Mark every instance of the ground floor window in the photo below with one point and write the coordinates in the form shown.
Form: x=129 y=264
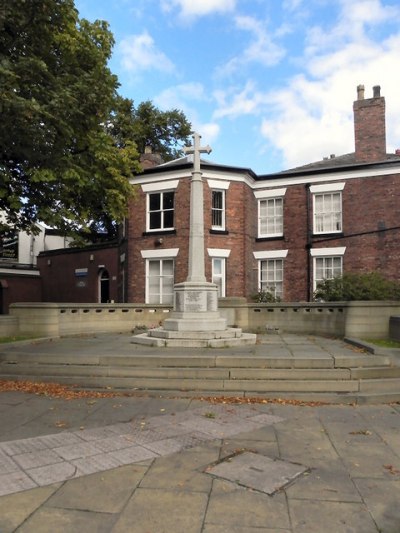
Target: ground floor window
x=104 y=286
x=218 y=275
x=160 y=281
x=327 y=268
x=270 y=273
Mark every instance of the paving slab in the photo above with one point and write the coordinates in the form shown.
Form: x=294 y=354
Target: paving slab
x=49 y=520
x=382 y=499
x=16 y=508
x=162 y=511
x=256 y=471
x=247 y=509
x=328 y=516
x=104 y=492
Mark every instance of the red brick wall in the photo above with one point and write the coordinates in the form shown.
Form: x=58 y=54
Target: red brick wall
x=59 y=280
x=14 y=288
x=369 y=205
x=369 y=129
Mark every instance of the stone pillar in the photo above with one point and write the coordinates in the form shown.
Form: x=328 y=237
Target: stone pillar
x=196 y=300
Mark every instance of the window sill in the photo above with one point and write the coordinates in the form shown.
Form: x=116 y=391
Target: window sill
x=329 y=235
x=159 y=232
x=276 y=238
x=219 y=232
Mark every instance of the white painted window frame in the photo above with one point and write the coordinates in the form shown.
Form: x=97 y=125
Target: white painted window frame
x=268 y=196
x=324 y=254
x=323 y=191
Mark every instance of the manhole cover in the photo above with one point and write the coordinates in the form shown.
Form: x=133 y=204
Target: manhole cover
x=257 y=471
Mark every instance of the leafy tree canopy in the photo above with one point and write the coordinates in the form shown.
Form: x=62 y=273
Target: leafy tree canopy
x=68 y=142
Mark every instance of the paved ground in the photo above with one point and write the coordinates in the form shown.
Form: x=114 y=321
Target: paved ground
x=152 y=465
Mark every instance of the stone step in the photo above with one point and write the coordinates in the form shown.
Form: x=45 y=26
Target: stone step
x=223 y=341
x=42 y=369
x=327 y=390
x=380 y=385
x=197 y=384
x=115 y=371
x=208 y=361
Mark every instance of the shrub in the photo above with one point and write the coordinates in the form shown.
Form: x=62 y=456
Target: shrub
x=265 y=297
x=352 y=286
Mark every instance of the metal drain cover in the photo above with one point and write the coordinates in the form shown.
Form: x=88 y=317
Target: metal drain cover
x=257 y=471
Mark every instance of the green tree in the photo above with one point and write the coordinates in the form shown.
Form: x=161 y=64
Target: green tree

- TASK PROMPT -
Exact copy, no pictures: reproduce every record above.

- RESPONSE -
Mark every instance of the ground floor window in the photo below with one point and write the coordinates in the form shown.
Form: x=129 y=264
Target: ground floor window
x=104 y=286
x=218 y=275
x=160 y=281
x=327 y=268
x=270 y=273
Mark every instance of the paving slab in the photo above with one point and write the coordinates in the form shown.
Form: x=294 y=354
Target: paving slab
x=49 y=520
x=382 y=499
x=16 y=508
x=162 y=511
x=256 y=471
x=247 y=509
x=328 y=516
x=104 y=492
Mark every instance of the red brick wall in the photo above with one point and write the coordinates in the form shown.
Form: x=58 y=54
Target: red brick wall
x=59 y=280
x=14 y=288
x=369 y=205
x=369 y=129
Mark every instance of the stone pillar in the photo above with one point and write the coordinates in the form shown.
Form: x=328 y=237
Target: stone pillar
x=196 y=300
Mark every instance of the window sill in the photo above with one point and write the coordinates in the form shown.
Form: x=116 y=391
Target: window sill
x=329 y=235
x=159 y=232
x=276 y=238
x=219 y=232
Mark every instance of the white painted window frame in the photo above with one point and write the coordinates in the form shown.
Form: x=97 y=125
Target: white painted window frame
x=268 y=196
x=324 y=254
x=323 y=191
Mark every instance of the manhole cover in the photo above with one point and write the coordinates in the form shown.
Form: x=133 y=204
Target: manhole cover
x=257 y=471
Mark every instance of the leafy tree canopy in the photo above with one point and write the coordinates in the form shown.
Form: x=62 y=273
Target: leafy tree canopy
x=68 y=142
Mark every instance of the paved ground in the photo above with one point and write the coordinates in the form shown.
Form: x=114 y=321
Target: paved ground
x=152 y=465
Mark every instance of the stone step in the photo above with one point and write the coordinates in the form shown.
Form: x=45 y=26
Target: stone step
x=223 y=341
x=42 y=369
x=327 y=390
x=380 y=385
x=197 y=384
x=115 y=371
x=208 y=361
Mark every instance of the shrub in the photo above with one point and write the coordinates in the form shown.
Form: x=62 y=456
Target: shrub
x=265 y=297
x=352 y=286
Mark every instance of the metal drain cover in the photo above with one point and write the coordinates in the form shown.
Form: x=88 y=317
Target: metal drain cover
x=257 y=471
Mark every instance of the green tree in the photo above with one point and write the coordinates in the form shown.
Form: x=161 y=64
Target: green tree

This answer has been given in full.